Stored data:
────────────────────────────────────────
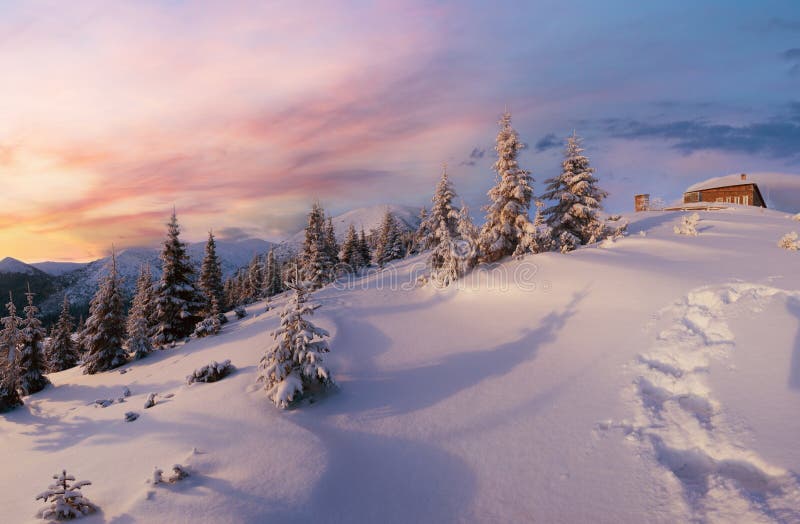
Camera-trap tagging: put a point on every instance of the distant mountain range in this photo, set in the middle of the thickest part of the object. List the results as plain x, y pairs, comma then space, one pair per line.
51, 280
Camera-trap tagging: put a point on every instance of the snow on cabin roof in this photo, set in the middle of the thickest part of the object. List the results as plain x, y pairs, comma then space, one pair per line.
722, 181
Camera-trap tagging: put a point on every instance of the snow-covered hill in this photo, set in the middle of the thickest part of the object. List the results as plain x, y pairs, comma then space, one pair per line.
12, 265
370, 218
57, 269
654, 379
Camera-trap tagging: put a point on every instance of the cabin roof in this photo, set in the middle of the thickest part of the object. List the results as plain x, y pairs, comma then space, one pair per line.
722, 181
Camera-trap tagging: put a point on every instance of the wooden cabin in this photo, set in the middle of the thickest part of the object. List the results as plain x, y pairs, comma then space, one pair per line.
731, 189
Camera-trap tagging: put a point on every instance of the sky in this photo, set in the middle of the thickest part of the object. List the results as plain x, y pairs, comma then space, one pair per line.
241, 114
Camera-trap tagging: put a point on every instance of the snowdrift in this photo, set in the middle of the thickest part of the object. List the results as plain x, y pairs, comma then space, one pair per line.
656, 378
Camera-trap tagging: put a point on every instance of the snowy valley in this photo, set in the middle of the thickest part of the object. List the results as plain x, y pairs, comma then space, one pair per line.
652, 378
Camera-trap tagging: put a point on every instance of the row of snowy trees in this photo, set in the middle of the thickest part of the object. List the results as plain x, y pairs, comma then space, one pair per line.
572, 220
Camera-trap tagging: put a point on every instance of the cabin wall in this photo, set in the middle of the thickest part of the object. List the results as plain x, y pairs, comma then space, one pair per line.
744, 194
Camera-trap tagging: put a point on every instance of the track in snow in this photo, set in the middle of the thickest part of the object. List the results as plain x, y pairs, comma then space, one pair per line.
680, 424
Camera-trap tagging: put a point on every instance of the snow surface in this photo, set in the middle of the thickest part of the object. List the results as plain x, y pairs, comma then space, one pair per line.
57, 269
12, 265
653, 379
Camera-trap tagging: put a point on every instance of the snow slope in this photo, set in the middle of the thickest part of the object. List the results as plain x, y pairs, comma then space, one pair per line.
654, 379
58, 268
12, 265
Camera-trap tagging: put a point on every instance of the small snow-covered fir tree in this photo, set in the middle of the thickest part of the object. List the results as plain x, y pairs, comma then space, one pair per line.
351, 254
272, 275
789, 241
576, 198
424, 235
316, 261
31, 365
139, 331
688, 225
210, 282
62, 351
364, 249
390, 241
11, 337
9, 344
510, 198
178, 302
331, 245
293, 365
104, 333
64, 499
443, 216
210, 325
143, 304
9, 396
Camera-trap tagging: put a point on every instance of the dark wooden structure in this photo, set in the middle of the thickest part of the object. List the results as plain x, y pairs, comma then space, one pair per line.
641, 202
735, 189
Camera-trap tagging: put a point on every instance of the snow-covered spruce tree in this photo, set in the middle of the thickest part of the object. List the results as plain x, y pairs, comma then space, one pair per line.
144, 302
210, 282
9, 344
272, 275
331, 245
62, 352
104, 333
139, 331
64, 499
390, 243
424, 235
293, 365
9, 396
351, 254
363, 247
255, 279
31, 354
510, 199
11, 337
576, 200
178, 302
315, 260
210, 325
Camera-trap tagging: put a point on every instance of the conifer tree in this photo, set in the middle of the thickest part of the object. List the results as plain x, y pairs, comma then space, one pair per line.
576, 200
11, 337
62, 352
331, 245
255, 279
510, 198
210, 282
272, 275
139, 332
104, 333
9, 342
390, 243
443, 216
315, 260
363, 247
293, 365
144, 302
351, 254
178, 301
424, 235
31, 366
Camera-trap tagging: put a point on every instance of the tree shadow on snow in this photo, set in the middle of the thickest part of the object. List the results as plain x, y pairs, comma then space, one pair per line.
794, 367
407, 390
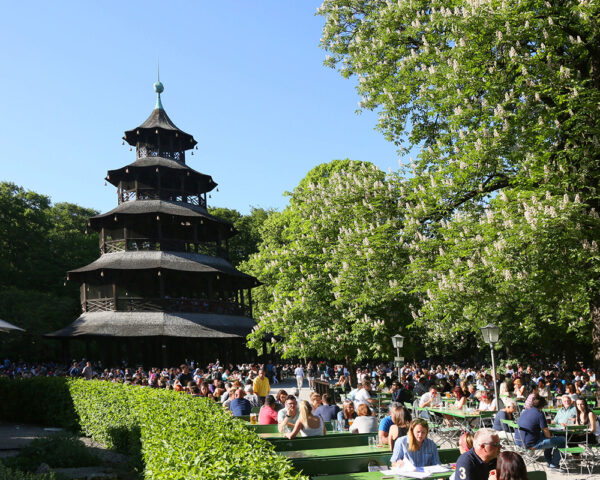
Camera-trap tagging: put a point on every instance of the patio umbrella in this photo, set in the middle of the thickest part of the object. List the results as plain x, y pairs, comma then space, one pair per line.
7, 327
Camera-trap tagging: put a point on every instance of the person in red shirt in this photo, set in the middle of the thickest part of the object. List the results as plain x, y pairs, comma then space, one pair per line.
267, 414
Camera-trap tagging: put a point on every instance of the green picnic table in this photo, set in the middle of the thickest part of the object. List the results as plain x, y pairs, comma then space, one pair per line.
334, 452
372, 476
331, 440
537, 475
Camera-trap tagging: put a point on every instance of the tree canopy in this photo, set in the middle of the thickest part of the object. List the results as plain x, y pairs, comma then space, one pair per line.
332, 264
501, 98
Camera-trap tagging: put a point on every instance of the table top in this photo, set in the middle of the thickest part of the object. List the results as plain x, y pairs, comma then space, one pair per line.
374, 476
460, 413
274, 435
333, 452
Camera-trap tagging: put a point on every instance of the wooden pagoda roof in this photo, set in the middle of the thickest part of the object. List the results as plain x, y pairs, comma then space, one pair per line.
157, 324
158, 207
114, 176
148, 260
159, 121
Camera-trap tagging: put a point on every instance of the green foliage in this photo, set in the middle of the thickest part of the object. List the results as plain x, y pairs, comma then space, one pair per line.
40, 242
245, 243
502, 204
7, 473
176, 436
41, 401
58, 451
332, 264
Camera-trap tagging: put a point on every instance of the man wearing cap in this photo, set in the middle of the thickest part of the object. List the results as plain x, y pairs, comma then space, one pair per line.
261, 386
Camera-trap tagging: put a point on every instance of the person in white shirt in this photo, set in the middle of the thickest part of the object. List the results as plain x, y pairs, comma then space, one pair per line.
299, 372
363, 395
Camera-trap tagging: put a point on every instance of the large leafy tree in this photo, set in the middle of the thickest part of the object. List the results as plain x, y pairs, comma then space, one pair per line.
245, 243
502, 100
39, 243
332, 266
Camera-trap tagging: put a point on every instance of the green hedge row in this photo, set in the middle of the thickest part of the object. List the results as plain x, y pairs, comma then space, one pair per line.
175, 436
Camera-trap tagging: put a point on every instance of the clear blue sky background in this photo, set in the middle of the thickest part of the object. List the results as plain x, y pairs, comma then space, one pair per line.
245, 78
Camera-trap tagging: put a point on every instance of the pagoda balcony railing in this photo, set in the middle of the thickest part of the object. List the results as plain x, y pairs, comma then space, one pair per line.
165, 245
146, 151
164, 194
183, 304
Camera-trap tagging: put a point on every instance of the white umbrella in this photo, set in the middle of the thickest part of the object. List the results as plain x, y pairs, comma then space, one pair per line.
7, 327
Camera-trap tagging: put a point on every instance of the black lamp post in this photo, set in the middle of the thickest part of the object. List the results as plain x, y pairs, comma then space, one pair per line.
398, 342
491, 334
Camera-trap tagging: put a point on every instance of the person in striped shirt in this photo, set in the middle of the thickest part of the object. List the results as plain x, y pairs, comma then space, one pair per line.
415, 448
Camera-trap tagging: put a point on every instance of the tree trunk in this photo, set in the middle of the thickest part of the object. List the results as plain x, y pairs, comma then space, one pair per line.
595, 319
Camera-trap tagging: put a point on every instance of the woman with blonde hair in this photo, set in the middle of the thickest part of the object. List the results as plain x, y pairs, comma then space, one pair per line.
401, 421
415, 448
308, 425
365, 421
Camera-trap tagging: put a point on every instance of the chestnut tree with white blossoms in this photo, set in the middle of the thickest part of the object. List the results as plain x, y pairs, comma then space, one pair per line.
502, 99
332, 264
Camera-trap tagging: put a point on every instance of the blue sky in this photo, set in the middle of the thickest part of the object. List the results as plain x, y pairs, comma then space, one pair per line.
245, 78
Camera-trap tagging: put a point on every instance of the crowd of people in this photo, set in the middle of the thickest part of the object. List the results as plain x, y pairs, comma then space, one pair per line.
245, 389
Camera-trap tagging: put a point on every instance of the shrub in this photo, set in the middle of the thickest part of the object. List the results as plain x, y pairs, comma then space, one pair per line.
176, 436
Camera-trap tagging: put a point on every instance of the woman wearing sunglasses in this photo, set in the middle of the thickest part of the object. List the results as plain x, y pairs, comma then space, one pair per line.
415, 448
────────────────────────────────────────
▶ **Exercise aim**
Reproduce only the lines running from the one with "Camera-trap tagging: put a point on every instance of the crowd" through the final line of the listing above, both ends included.

▶ **Solution for this exercise**
Camera-trap tagging: put a point on every instance of the crowd of people in this photo, set in the middle of the thickest part of the object. List the results as plain x, y pairs, comma then space, one pair per line.
245, 389
Camera-trap tagging: put a point on every instance of the shrub in this photo, set in the middle of the thickest part of the object. List the results as plain x, y pairs, comma then space, one pair per line.
176, 436
Camera-trap tagging: put a point on every instance of the woman wearing sunglasses in this photo, set in the middle of the thickest part of the object. List the results as plain x, y pairs, comma then space, one pair per line.
415, 448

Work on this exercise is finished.